Tekst źródłowy:
^^^^
Wojenny pogłos. Historie dźwiękowe z Kijowa
Jest 17:20, wsiadam do pociągu do Kijowa. Jeszcze nie wiem, czego się spodziewać. Dwa tygodnie wcześniej bez zastanowienia przyjęłam zaproszenie na wizytę studyjną organizowaną przez Centrum Mieroszewskiego i Ukrainian Institute. Przed wyjazdem sprawdziłam wiadomości – Kijów jest bezpieczny, ale w całym kraju trwa wojna. Rosjanie atakują obwód sumski i charkowski, dzień po dniu pojawiają się wiadomości o kolejnych zniszczeniach i ofiarach, a na początku kwietnia liczba ataków wzrosła prawie dwukrotnie. Dopiero co doszło do burzliwego spotkania Trumpa z Zełenskym w Białym Domu. Dociera do mnie, że chociaż wiem już coś o wojnie, to nie mam pojęcia, jak dokładnie przebiegają ataki. Czy to możliwe, żeby stało mi się coś w pociągu? Chyba nie, na pewno nie, nie było jeszcze takich doniesień. Ale kto wie…?
Całą noc przewracam się na swojej kuszetce. Wzięłam ze sobą stopery do uszu, ale po przekroczeniu granicy i tak ich nie zakładam. Nasłuchuję. Każdy stuk i puk wprawia mnie w stan wzmożonej czujności i mimowolnie napinam całe ciało. A stuków jest dużo, jak to w pociągu – hamowania, skrzypienia i dudnienia kół na torach. Zatrzymujemy się na dłużej trzy razy, dwie kontrole paszportowe, a do tego zmiana zestawu kołowego pociągu. Standardowe europejskie tory mają szerokość 1435, natomiast ukraińskie 1520 mm. Musimy czekać, aż nastąpi wymiana. Nic nie widzę, nie można robić zdjęć, ale wyciągam mojego zooma. Nie przejmuję się jakością nagrania, chcę po prostu posłuchać.
To dźwięki wyobrażone mnie dręczą, potencjał tego, co mogłabym usłyszeć na terenie ogarniętym wojną. Może wybuchy, może strzały, krzyki, świst rakiet? Jak mógłby brzmieć dron? Nie mam pojęcia. Na szczęście podczas wizyty tego nie usłyszę. Postanawiam za to zapytać tych, którzy żyją w tej rzeczywistości na co dzień.
^^^^
Wybrane dane:
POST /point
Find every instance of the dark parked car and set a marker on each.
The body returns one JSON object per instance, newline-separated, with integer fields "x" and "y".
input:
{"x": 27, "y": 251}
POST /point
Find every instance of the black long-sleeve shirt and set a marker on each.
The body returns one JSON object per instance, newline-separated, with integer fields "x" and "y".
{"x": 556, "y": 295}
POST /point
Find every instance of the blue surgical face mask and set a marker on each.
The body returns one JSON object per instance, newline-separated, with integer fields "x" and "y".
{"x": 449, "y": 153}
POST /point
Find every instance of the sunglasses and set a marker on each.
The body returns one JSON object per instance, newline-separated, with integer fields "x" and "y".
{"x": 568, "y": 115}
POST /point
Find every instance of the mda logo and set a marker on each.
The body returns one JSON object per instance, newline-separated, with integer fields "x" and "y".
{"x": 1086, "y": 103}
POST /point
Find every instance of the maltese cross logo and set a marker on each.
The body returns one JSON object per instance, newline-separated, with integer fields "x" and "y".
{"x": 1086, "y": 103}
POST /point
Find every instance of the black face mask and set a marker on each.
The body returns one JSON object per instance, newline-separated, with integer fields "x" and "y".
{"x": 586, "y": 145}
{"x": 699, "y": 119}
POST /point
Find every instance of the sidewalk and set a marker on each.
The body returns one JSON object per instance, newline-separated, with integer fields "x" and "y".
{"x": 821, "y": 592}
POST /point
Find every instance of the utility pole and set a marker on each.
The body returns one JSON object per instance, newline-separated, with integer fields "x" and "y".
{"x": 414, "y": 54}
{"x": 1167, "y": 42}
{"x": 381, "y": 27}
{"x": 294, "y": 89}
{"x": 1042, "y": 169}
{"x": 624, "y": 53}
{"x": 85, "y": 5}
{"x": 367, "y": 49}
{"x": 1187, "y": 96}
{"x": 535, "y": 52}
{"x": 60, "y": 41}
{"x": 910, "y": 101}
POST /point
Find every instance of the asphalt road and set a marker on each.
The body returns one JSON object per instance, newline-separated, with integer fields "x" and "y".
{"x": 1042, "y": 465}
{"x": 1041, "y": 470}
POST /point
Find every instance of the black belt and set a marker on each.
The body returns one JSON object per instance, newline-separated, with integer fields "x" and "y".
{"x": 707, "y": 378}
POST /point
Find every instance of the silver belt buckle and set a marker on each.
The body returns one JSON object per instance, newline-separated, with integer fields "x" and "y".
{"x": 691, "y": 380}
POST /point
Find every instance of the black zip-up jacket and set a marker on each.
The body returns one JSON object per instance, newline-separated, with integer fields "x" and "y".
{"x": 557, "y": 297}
^^^^
Do zrobienia:
1. Przetłumacz na angielski zdanie z tekstu o podróży do Kijowa: „Całą noc przewracam się na swojej kuszetce.”
2. Wypisz z tekstu o podróży do Kijowa wiernie ten fragment, który zaczyna się od słów zawierających „To dźwięki wyobrażone”, a kończy na „na co dzień.”.
Wiersze pochodzą z innego źródła niż tekst.

Odpowiedzi do zadań:
1. I toss and turn on my couchette all night.

2.
To dźwięki wyobrażone mnie dręczą, potencjał tego, co mogłabym usłyszeć na terenie ogarniętym wojną. Może wybuchy, może strzały, krzyki, świst rakiet? Jak mógłby brzmieć dron? Nie mam pojęcia. Na szczęście podczas wizyty tego nie usłyszę. Postanawiam za to zapytać tych, którzy żyją w tej rzeczywistości na co dzień.